Directions
• 1. In the ciphersuite discussion, which two things must stay unbroken for a long time, unlike authentication?
• 2. Carry on the ciphersuite discussion, starting right after its final line.
:: Excerpt to read ::
It may also be that combinatorial explosion in ciphersuites just isn't a
problem in reality: that there should be so few choices offered in the
standard, with those believed to be secure, and new ones introduced only
when they are actually needed, not simply when there is something shiny and
new.


> If you are talking about "strength-matching", there is no sane notion of
> security equivalence with protection, key exchange and signatures (due to
> different sub-threshold, multi-key and period properties).
> ....
> IMO, no it is not necressary to tie the security margins. In case of
> authentication and encryption, there is also the issue that authentication
> is good if it is unbroken at that moment, whereas key exchange and
> encryption
> must remain unbroken for long time since.
>
> So that someone thinks ECDSA P-256 is OK for authentication does not mean
> that the same entity thinks ECDHE P-256 is OK for key exchange. Or to think
> that 128-bit symmetric encryption is OK.
>

Yeah, this is a really good point. This argues for a complete separation of
authentication (over which the client has no control) from the rest of the
security parameters. In some sense, the KX and symmetric cipher are still
tied together as a break in either in the future will reveal confidential
data, but I'll concede the point that there is no sane way to tie security
margins between KX and cipher suite.


> And coupling those in a way that doesn't lead to great difficulty (even
> greater than currently) REALLY causes the ciphersuite space to
> combinatorially explode.
:::
:: Raw records ::
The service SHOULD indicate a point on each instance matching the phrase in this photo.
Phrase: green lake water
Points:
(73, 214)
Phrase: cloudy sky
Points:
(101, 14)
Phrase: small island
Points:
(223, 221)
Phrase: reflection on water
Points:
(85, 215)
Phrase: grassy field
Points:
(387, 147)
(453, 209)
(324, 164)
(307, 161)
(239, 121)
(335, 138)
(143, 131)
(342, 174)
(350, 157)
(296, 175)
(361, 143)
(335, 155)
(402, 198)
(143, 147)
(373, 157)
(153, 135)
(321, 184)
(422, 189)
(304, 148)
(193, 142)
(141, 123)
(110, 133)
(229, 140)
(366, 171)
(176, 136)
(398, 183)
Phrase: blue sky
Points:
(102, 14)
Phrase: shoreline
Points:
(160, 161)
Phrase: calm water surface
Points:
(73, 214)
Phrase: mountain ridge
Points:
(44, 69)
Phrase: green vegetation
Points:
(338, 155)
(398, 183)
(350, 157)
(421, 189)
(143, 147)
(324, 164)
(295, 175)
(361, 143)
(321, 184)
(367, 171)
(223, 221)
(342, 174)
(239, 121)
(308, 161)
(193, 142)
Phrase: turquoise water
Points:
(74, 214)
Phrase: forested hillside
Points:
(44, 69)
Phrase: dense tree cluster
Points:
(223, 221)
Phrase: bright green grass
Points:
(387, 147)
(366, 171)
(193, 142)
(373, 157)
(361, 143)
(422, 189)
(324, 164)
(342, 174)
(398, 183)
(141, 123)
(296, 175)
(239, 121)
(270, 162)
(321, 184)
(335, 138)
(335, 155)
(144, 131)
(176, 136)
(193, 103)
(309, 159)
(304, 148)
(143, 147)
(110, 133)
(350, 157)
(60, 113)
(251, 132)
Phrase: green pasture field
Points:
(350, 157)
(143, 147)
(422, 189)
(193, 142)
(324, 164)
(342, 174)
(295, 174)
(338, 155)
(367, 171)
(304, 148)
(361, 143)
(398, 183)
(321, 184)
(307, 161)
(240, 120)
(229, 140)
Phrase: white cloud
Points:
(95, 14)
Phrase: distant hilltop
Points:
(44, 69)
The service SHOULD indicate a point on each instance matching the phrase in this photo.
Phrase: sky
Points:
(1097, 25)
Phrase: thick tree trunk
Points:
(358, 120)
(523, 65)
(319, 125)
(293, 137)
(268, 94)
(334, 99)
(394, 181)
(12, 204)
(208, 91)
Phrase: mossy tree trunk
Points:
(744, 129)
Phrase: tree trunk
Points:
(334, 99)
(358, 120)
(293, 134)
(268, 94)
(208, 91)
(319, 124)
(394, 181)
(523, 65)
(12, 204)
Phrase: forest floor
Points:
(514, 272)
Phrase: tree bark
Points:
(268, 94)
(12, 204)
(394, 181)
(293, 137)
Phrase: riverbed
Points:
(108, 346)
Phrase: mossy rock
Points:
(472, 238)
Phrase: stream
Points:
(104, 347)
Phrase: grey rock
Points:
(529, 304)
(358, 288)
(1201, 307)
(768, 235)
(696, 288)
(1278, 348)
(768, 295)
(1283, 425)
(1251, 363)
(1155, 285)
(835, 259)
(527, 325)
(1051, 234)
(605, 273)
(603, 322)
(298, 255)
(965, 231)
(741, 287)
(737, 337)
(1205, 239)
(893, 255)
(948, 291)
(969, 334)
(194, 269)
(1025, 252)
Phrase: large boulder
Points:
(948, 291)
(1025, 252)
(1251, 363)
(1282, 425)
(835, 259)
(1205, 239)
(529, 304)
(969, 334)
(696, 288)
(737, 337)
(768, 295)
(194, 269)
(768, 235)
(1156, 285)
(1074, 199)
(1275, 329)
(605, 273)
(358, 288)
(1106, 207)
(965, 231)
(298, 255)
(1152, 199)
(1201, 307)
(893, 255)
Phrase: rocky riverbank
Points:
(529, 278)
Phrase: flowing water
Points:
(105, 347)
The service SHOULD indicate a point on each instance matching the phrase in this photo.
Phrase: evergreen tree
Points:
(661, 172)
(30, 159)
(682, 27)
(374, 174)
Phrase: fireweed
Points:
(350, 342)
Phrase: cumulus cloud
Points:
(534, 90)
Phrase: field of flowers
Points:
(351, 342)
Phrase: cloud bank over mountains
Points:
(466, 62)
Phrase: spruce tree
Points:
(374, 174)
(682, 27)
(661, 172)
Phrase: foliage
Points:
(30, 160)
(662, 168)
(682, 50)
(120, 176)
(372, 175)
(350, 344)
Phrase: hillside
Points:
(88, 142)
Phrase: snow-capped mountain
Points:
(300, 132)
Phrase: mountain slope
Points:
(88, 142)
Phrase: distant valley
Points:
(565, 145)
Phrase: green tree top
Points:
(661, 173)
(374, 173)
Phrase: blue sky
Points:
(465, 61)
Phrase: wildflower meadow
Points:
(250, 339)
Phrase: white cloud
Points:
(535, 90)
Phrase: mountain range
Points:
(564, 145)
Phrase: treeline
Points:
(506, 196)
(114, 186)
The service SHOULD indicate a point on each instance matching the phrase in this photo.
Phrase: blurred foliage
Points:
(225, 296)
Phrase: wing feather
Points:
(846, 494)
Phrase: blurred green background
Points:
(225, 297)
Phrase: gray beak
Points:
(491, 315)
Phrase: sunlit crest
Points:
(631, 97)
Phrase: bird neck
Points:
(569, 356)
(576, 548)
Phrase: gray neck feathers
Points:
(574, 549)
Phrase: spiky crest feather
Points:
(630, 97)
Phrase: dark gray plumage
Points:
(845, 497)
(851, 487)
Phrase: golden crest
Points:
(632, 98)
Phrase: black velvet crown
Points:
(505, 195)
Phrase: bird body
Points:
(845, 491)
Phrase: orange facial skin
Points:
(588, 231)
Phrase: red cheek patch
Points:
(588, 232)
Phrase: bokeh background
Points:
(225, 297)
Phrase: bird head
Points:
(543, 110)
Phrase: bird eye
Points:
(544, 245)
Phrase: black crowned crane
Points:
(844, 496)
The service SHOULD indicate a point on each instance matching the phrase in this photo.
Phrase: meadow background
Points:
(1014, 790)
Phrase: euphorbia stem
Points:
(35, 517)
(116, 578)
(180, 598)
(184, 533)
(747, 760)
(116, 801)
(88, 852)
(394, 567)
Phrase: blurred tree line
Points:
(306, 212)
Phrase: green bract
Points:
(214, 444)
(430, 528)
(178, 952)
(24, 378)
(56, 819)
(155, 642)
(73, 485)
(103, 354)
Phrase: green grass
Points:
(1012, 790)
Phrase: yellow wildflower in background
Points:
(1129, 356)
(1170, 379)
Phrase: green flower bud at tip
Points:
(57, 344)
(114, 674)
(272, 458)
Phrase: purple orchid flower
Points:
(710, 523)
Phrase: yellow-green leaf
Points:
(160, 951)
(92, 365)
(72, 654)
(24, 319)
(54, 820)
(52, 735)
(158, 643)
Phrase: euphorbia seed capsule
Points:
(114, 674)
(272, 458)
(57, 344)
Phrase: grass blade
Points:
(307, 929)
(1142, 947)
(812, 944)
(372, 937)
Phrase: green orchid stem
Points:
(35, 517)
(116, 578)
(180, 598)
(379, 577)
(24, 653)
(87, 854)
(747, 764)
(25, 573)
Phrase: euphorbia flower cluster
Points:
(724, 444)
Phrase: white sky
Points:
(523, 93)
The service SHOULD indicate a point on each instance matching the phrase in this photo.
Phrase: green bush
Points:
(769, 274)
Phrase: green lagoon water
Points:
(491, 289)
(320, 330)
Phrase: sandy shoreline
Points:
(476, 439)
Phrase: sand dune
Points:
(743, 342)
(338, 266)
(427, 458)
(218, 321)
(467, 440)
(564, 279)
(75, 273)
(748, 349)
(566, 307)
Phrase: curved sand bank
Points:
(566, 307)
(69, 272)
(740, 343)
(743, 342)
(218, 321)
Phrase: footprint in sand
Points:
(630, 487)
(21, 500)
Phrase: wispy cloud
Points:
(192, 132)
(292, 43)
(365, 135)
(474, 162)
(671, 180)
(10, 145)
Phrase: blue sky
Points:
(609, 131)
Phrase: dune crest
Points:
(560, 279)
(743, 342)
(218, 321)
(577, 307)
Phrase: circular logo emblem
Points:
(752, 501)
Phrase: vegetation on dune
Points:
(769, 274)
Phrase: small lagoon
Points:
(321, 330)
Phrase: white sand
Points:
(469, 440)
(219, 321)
:::
Results for the exercise
• 1. Key exchange and encryption.

• 2.
>

The combinatorial explosion I was referring to was that of consuming code
points for multiple combinations of things that have a separate negotiation
mechanism (e.g., SignatureAlgorithms). But maybe it's not a problem in
practice.

> Or maybe prospective security margin is too complex and/or too ill-defined
> > to bother with, and a server should just choose the least CPU-intensive
> > combination of everything.
>
> Well, yeah, it is ill-defined. Of course, there can be bad algorithms
> that one wants to disable.
>
> However, interactions between bad algorithms are much less likely than
> actual bad algorithms causing problems by themselves.
>

I'm more concerned about the a la carte approach admitting bad ciphers or
PRFs that then get implemented naïvely by completists, but I suppose that
problem still exists when they are tied together. And maybe this won't be a
problem in practice in the presence of a "recommended" column in the
registry.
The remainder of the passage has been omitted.